Furthermore, Employee will not during the term of his employment, and
for a period of one (1) year thereafter, individually or through any entity,
directly or indirectly, without the express prior written consent of ACTV,
become an employee, consultant, advisor, director, officer, producer, partner or
joint or co-venturer of or to, or enter into any contract, agreement or
arrangement with, any entity or business venture of any kind to or of which ACTV
and/or any ACTV affiliate is a licensor or licensee or with which ACTV and/or
any ACTV affiliate is a joint or co-venturer, partner or otherwise engaged in
any material (or then potentially material) on-going business relationship or
discussions or negotiations with a view to entering into such a relationship to
provide services or products, without the prior written consent of ACTV, which
consent ACTV shall not unreasonably withhold. Nor shall Employee, during the
term of his employment, and for a period of two (2) years thereafter,
individually or through any entity, directly or indirectly, without the express
prior written consent of ACTV, make or otherwise extend any offer of full-time
or part-time employment to any officer or employee of ACTV and/or of any ACTV
affiliate, or otherwise solicit any officer or employee of ACTV and/or of any
ACTV affiliate to seek or accept any full-time or part-time employment, by or
with any person or entity other than ACTV or any ACTV affiliate.

Problem. Using the employment restriction clause, decide whether each statement agrees with it, answering yes or no and quoting the deciding words: (a) the bar on working with ACTV's licensors, licensees or co-venturers continues for one year after employment ends; (b) the bar on offering employment to ACTV officers or employees continues for one year after employment ends; (c) ACTV may withhold its consent to the first restriction for any reason. The listing that follows is separate material and has no connection to the employment restriction clause.

Information supplied.
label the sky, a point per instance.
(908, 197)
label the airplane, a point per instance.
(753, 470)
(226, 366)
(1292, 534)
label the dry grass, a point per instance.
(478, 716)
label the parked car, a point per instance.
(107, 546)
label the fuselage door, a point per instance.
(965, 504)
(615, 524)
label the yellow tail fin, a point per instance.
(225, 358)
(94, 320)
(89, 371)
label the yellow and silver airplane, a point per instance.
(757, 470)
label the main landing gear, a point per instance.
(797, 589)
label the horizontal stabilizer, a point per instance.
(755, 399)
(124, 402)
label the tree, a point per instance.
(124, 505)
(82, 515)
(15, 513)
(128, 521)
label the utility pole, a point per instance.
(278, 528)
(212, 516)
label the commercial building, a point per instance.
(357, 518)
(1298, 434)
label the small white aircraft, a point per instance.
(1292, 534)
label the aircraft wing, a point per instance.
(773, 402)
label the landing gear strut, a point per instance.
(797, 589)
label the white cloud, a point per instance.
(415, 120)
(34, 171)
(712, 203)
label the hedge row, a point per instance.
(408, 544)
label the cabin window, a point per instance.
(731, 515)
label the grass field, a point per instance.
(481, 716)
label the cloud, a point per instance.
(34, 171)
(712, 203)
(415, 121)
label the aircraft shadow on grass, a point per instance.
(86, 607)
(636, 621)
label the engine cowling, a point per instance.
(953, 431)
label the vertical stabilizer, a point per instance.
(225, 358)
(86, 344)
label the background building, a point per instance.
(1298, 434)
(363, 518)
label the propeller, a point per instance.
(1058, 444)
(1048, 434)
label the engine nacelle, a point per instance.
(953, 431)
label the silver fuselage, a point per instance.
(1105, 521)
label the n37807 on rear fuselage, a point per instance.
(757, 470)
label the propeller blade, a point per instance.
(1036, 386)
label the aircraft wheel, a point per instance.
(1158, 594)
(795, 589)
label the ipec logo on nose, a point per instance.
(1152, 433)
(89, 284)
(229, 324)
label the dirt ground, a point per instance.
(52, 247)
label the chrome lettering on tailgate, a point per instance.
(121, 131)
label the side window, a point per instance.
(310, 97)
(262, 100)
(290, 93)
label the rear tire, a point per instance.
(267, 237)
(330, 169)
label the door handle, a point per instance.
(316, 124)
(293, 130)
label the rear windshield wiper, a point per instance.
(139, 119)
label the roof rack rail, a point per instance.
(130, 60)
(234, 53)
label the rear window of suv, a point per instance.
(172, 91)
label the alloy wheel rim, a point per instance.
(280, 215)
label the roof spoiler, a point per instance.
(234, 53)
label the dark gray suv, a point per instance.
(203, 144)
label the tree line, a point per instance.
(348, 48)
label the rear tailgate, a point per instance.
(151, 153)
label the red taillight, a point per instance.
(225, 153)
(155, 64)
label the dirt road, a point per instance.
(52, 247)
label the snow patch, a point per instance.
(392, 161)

Output for this exercise.
(a) Yes: "for a period of one (1) year thereafter"
(b) No: "for a period of two (2) years thereafter"
(c) No: "which consent ACTV shall not unreasonably withhold"